### Work to complete
The line containing "distant rock formation in this photo." and every line after it, through the last, are to be extracted exactly; no other lines belong in the answer.

### Task material
────────────────────────────────────────

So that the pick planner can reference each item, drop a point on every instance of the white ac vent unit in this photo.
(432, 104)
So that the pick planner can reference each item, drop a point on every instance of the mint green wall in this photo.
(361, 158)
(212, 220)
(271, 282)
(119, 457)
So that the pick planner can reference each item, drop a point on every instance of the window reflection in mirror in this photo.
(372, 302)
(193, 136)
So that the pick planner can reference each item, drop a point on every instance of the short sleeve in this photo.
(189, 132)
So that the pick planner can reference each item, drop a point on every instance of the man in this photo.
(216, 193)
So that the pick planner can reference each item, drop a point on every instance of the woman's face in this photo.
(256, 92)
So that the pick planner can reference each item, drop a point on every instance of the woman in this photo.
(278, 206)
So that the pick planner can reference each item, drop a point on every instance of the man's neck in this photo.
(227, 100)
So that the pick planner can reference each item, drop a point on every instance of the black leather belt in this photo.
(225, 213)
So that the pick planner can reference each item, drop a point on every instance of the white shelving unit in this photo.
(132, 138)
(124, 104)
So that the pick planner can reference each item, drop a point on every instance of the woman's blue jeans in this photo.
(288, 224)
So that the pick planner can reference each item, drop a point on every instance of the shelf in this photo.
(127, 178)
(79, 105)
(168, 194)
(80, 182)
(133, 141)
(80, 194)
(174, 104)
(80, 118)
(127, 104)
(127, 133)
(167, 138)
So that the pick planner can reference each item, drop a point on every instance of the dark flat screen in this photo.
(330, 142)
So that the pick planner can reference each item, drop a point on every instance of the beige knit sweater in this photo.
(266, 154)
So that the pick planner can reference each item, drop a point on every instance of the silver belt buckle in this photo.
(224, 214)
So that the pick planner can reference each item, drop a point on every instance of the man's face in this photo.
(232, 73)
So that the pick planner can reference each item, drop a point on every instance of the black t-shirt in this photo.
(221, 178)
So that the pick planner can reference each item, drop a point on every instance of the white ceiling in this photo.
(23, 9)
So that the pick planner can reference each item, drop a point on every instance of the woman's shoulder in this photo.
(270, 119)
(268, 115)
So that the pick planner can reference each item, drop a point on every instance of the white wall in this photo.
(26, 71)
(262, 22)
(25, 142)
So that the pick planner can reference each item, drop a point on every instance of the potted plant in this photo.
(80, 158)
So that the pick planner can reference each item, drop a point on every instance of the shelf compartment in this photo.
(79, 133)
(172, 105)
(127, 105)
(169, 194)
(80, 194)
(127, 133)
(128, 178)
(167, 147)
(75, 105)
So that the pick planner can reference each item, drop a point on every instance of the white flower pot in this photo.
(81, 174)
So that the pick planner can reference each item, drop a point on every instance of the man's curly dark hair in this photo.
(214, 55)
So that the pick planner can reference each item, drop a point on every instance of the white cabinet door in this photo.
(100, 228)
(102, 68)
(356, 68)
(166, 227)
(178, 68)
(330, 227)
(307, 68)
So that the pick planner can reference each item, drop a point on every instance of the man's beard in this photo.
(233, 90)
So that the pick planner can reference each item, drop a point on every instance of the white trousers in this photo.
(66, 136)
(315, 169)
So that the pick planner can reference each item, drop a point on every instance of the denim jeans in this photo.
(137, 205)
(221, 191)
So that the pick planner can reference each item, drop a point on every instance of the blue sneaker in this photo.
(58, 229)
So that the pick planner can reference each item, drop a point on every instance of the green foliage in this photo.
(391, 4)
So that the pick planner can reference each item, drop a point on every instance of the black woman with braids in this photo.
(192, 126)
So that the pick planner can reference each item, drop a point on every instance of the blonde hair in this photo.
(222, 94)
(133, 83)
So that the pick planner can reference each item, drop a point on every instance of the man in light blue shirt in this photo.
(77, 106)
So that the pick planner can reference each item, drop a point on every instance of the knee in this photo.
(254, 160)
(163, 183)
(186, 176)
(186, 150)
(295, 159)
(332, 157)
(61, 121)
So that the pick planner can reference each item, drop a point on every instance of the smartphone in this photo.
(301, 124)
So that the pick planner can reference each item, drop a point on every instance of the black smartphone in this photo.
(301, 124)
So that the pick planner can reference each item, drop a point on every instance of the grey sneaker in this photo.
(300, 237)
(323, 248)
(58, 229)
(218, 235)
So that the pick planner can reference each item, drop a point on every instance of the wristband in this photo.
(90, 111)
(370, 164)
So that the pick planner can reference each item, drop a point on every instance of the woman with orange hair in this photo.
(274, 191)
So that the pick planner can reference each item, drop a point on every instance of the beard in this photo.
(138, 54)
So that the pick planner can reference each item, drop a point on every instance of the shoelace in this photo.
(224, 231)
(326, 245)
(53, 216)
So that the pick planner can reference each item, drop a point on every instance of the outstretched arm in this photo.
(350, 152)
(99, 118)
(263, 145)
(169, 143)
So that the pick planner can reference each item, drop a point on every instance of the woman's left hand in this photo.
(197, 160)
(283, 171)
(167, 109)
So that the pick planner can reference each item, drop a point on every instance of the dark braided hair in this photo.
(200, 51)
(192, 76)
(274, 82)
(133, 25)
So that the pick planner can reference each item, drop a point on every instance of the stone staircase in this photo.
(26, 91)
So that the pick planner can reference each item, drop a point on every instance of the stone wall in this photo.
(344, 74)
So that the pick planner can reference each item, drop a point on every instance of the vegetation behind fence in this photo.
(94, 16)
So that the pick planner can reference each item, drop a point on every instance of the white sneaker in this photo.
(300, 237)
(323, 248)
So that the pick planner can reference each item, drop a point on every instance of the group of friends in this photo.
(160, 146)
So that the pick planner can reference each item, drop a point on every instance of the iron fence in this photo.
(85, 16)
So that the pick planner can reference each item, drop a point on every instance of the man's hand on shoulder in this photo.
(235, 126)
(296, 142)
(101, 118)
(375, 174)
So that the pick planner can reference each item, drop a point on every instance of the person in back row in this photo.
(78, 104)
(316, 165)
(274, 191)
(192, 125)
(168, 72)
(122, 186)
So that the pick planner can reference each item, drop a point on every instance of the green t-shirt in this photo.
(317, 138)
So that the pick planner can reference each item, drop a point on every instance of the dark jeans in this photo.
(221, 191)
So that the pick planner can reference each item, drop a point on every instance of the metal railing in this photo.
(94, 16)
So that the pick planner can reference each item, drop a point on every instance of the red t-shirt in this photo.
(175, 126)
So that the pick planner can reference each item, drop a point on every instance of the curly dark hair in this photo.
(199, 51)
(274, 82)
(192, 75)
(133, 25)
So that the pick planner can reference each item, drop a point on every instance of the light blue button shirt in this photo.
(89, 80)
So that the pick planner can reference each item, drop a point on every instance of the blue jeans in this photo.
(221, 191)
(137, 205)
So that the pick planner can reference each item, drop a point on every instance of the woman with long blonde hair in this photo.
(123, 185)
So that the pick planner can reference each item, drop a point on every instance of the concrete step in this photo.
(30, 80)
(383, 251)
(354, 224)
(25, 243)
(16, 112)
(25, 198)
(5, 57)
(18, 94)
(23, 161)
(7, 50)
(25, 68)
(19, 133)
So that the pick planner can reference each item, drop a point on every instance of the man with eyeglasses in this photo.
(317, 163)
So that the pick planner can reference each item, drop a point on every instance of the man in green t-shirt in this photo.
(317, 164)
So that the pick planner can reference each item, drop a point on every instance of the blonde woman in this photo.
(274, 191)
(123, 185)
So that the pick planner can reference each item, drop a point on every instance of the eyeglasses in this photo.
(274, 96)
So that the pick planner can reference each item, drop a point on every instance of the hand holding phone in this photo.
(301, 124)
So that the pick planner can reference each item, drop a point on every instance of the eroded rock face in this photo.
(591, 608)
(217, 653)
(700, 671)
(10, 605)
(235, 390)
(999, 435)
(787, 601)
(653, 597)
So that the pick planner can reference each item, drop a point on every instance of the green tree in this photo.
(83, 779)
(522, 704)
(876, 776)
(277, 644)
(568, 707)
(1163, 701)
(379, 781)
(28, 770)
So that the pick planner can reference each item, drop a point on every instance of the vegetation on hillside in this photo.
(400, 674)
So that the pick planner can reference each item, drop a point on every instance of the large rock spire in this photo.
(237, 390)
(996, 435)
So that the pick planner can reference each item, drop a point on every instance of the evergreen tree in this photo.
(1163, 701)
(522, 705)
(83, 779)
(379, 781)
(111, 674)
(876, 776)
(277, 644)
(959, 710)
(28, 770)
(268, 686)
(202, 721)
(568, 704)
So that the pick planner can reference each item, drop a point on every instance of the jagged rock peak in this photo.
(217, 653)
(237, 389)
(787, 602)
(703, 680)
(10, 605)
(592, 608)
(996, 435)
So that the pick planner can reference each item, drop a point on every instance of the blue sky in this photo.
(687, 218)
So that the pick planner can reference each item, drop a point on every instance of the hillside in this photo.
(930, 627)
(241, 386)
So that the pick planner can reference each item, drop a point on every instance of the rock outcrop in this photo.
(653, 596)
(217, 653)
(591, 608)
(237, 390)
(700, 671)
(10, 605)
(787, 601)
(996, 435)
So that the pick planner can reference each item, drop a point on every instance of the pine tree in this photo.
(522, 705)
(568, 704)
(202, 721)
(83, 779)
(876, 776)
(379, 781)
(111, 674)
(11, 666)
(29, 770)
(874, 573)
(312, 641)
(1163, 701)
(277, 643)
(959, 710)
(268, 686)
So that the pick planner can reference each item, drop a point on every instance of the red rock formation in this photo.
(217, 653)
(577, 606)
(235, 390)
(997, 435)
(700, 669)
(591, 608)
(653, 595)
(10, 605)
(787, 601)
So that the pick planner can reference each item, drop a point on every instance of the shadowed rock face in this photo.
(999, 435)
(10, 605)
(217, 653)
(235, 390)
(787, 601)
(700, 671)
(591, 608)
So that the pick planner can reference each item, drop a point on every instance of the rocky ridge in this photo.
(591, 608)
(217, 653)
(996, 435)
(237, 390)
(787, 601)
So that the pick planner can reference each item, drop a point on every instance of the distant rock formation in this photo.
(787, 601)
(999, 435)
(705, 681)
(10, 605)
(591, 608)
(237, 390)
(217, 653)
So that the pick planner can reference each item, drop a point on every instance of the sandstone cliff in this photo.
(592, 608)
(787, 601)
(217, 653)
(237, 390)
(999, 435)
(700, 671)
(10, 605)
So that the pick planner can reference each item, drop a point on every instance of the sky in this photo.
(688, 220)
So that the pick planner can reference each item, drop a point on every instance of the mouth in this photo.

────────────────────────────────────────

### The completed task
So that the pick planner can reference each item, drop a point on every instance of the distant rock formation in this photo.
(787, 601)
(999, 435)
(705, 681)
(10, 605)
(591, 608)
(237, 390)
(217, 653)
So that the pick planner can reference each item, drop a point on every instance of the sandstone cliff in this photo.
(592, 608)
(787, 601)
(217, 653)
(237, 390)
(999, 435)
(700, 671)
(10, 605)
So that the pick planner can reference each item, drop a point on every instance of the sky in this photo.
(688, 220)
So that the pick planner can reference each item, drop a point on every instance of the mouth in this photo.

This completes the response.